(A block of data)
*****

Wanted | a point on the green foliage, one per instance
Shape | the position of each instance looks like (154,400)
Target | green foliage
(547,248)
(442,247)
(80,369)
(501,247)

*****

■ **Prompt**
Set down each of the entries above again without any change.

■ **Response below**
Wanted | a point on the green foliage, one per instance
Shape | the position of each instance looks like (154,400)
Target | green foliage
(547,248)
(442,247)
(80,369)
(501,247)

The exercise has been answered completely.